* [Work item]
Please repeat the line that has "Reviewer note: confirm that each instance of the blue and" and all lines after it, exactly as they appear, through the end of the entries.

Provided material: Begin

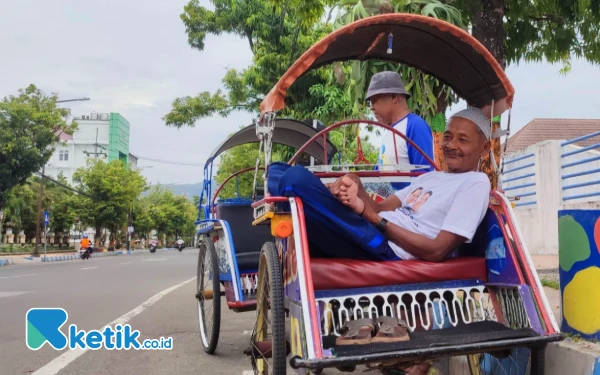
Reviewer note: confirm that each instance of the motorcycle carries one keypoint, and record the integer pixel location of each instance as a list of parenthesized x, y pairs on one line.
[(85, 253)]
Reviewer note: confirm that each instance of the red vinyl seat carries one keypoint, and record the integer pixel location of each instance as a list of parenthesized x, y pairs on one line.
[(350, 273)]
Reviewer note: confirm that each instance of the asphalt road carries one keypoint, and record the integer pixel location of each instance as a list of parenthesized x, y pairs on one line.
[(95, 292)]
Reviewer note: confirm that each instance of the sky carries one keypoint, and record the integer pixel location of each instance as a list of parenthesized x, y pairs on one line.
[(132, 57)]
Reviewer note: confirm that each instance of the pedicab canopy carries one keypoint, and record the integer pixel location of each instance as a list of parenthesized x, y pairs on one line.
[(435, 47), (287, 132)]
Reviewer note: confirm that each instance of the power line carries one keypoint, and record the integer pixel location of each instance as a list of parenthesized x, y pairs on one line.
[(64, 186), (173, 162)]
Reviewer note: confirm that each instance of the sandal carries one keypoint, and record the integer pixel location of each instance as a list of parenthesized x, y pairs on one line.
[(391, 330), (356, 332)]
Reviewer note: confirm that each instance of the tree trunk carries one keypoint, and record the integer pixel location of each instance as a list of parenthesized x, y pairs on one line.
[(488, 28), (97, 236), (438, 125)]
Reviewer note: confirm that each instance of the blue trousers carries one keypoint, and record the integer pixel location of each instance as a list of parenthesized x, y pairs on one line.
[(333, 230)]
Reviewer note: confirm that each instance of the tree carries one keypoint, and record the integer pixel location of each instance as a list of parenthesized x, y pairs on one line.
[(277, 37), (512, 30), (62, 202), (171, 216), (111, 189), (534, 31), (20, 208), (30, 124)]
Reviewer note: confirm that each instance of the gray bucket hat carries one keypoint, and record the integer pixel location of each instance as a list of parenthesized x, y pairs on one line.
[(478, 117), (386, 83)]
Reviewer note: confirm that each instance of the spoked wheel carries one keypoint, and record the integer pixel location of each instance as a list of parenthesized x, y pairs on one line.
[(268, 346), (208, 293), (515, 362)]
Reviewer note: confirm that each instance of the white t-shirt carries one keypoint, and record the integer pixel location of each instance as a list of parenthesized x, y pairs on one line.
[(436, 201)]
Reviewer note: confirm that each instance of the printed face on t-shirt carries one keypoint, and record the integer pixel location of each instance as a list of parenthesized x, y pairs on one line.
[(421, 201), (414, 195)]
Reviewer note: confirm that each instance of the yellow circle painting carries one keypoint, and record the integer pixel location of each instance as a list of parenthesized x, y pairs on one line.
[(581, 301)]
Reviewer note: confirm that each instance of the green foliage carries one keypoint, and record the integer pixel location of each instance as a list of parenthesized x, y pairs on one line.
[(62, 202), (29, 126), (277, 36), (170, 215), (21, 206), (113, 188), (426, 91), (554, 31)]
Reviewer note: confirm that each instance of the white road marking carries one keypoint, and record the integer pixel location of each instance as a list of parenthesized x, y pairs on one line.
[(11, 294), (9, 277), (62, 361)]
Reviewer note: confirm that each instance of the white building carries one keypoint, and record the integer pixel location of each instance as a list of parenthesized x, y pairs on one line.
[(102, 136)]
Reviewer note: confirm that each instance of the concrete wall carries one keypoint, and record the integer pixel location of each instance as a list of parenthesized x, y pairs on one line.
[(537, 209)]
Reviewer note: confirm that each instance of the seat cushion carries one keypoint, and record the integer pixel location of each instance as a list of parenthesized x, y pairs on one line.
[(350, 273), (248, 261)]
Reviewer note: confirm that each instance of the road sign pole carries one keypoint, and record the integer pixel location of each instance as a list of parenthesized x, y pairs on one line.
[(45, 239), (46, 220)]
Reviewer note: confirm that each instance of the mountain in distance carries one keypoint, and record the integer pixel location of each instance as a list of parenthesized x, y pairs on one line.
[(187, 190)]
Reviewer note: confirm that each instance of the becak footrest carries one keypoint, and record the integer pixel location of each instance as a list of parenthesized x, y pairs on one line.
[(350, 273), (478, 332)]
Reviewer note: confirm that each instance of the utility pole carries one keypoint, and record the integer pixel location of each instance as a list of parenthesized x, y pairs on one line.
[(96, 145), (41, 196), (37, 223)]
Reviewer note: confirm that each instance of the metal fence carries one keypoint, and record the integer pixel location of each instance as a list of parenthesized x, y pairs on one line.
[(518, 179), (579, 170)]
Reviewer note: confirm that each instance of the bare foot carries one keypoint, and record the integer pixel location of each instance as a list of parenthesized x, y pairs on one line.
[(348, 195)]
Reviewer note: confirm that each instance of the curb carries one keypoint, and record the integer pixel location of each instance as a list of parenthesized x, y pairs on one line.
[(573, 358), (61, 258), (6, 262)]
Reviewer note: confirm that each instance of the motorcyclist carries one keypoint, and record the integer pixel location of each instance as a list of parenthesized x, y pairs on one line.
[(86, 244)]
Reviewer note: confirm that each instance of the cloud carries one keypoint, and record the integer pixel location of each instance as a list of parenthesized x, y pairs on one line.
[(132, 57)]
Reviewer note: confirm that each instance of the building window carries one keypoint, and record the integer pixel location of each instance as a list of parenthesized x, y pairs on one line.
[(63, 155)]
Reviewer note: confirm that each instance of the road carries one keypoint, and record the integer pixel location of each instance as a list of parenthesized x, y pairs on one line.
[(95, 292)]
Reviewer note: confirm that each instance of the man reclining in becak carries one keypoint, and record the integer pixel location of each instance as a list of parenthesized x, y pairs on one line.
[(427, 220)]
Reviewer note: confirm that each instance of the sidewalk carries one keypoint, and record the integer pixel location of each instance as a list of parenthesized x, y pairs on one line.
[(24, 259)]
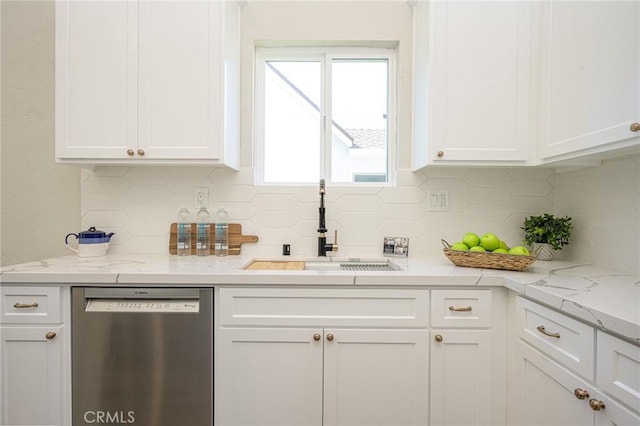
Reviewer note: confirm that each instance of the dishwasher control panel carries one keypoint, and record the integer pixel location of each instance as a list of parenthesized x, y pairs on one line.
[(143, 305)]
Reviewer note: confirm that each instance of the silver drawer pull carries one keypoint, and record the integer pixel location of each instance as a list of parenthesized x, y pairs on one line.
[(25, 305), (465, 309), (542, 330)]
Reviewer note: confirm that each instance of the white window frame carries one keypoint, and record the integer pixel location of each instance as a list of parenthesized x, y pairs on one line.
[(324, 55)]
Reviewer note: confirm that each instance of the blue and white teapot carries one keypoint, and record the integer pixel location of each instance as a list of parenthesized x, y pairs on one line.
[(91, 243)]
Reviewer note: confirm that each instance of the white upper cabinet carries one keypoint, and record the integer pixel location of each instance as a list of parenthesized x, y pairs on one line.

Provided material: End

* [Output for this exercise]
Reviewer note: confirm that each instance of the blue and white teapot carries one keypoint, and record the integer pixel location of each instance as a list of parenthesized x, y pairs on one line.
[(91, 243)]
Reviewer note: confirm that each instance of the white upper cabinet carries one keypoint, and record the integer pixel location of each instance as a list of parenthesized x, y pairs on one line.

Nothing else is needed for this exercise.